### What is asked
Repeat every record below exactly as it appears.

── Data supplied

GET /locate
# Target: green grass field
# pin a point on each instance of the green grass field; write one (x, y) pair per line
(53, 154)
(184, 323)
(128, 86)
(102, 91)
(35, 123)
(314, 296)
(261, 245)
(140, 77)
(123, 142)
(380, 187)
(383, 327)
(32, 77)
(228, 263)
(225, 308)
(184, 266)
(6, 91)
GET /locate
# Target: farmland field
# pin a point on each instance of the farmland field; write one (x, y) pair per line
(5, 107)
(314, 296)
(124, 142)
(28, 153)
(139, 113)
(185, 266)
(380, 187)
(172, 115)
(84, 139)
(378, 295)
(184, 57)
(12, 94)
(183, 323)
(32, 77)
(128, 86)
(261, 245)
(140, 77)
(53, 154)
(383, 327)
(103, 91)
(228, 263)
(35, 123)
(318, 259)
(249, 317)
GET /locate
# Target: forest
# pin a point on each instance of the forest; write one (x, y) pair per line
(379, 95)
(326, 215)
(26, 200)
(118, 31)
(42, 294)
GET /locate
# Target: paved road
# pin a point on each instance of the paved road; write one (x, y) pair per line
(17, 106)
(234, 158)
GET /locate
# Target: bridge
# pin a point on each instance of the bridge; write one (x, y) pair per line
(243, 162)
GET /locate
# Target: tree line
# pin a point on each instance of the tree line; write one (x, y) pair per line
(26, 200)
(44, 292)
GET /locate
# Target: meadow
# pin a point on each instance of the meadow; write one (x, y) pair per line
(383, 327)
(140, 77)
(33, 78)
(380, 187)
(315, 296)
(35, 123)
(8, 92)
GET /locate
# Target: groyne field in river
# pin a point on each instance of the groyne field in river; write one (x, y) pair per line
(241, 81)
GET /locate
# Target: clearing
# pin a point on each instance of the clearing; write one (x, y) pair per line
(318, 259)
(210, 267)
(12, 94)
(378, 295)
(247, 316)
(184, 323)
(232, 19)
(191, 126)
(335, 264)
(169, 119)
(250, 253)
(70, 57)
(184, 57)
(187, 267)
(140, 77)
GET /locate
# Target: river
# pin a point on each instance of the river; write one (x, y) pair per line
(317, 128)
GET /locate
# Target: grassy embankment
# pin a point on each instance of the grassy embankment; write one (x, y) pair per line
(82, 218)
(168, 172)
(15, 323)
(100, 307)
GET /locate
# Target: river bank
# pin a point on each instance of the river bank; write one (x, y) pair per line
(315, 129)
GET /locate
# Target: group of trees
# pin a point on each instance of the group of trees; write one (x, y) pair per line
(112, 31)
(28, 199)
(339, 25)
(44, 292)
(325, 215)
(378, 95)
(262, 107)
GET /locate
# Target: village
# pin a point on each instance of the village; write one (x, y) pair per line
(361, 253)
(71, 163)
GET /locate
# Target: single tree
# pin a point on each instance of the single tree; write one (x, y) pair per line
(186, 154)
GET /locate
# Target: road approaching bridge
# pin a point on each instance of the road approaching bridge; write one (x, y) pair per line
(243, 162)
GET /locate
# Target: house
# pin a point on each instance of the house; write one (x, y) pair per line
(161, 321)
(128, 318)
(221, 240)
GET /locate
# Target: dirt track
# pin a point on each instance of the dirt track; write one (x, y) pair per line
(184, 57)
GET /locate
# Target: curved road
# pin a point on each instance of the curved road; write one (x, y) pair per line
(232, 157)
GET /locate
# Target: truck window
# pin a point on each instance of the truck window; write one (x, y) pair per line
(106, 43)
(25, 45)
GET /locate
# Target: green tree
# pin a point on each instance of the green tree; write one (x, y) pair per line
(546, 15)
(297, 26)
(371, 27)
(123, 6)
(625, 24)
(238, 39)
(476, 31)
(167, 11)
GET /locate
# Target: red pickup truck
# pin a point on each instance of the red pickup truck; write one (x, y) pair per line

────

### Full solution
GET /locate
# Target: green grass field
# pin a point on each instance of the green grass field; write one (x, y) pair per line
(53, 154)
(184, 323)
(128, 86)
(102, 91)
(35, 123)
(314, 296)
(261, 245)
(140, 77)
(123, 142)
(380, 187)
(383, 327)
(32, 77)
(228, 263)
(225, 308)
(184, 266)
(6, 91)
GET /locate
# Target: farmland field
# pin a point on each instance of the farmland field; write one (x, y) pair per line
(5, 107)
(314, 296)
(124, 142)
(28, 153)
(139, 113)
(185, 266)
(380, 187)
(172, 115)
(84, 139)
(378, 295)
(184, 57)
(12, 94)
(183, 323)
(32, 77)
(128, 86)
(261, 245)
(140, 77)
(53, 154)
(383, 327)
(103, 91)
(228, 263)
(35, 123)
(318, 259)
(249, 317)
GET /locate
# Target: forest
# pin a point on each instance of the forest; write one (x, y) pair per line
(379, 95)
(326, 215)
(26, 200)
(118, 31)
(42, 294)
GET /locate
# Target: paved road
# pin a point on each instance of the paved road; write one (x, y) pair per line
(17, 106)
(234, 158)
GET /locate
# Target: bridge
# pin a point on each instance of the bridge; write one (x, y) pair per line
(243, 162)
GET /locate
# Target: tree line
# pin a point on each instance of the tree line; write one (x, y) pair per line
(26, 200)
(44, 292)
GET /locate
# Target: meadow
# pin a point on each instance of the meadow; write one (x, y) pair per line
(383, 327)
(140, 77)
(33, 78)
(380, 187)
(315, 296)
(35, 123)
(8, 92)
GET /locate
# Target: groyne field in river
# pin a point on each instance of the groyne field in river; write one (x, y) pair per line
(241, 81)
GET /locate
# Target: clearing
# pin a point on each instance of the clearing; write one (x, y) pair per line
(318, 259)
(210, 267)
(12, 94)
(378, 295)
(247, 316)
(184, 323)
(232, 19)
(191, 126)
(335, 264)
(169, 119)
(250, 253)
(70, 57)
(184, 57)
(187, 267)
(140, 77)
GET /locate
# Target: river
# pin a point on each instance of the river; write one (x, y) pair per line
(317, 128)
GET /locate
# Target: grassy embankment
# pin a point on each instance of the grassy embankment; write one (x, y) pair per line
(82, 218)
(168, 172)
(15, 323)
(100, 307)
GET /locate
# Target: river bank
# pin a point on each instance of the river bank; write one (x, y) pair per line
(315, 129)
GET /locate
# Target: group of trees
# pin a point on each instance of the group of trees; write one (x, y) pair per line
(112, 31)
(28, 199)
(339, 25)
(44, 292)
(325, 215)
(378, 95)
(262, 107)
GET /locate
# Target: village
# pin a point on each instance of the village; write one (x, y) pair per line
(361, 253)
(71, 163)
GET /locate
# Target: single tree
# pin a point on each instance of the single tree; write one (x, y) pair per line
(186, 154)
GET /locate
# Target: road approaching bridge
# pin a point on each instance of the road approaching bridge; write one (x, y) pair per line
(243, 162)
GET /locate
# Target: house
# pin a point on each instance of the house; write one (x, y) pair per line
(161, 321)
(128, 318)
(221, 240)
GET /locate
# Target: dirt track
# pin a point on each instance of the dirt track; write one (x, y) pair per line
(184, 57)
GET /locate
# Target: curved road
# pin a point on each instance of the curved road; write one (x, y) pair per line
(232, 157)
GET /locate
# Target: truck window
# pin a point on each instance of the truck window; write one (x, y) pair per line
(106, 43)
(25, 45)
GET /locate
# Target: green tree
# pin a point on each instance of the green tree; write one (x, y) pair per line
(546, 15)
(297, 26)
(371, 27)
(123, 6)
(625, 24)
(238, 39)
(476, 31)
(167, 11)
GET /locate
# Target: red pickup truck
# pin a point on each instance of the red pickup truck; write one (x, y) pair per line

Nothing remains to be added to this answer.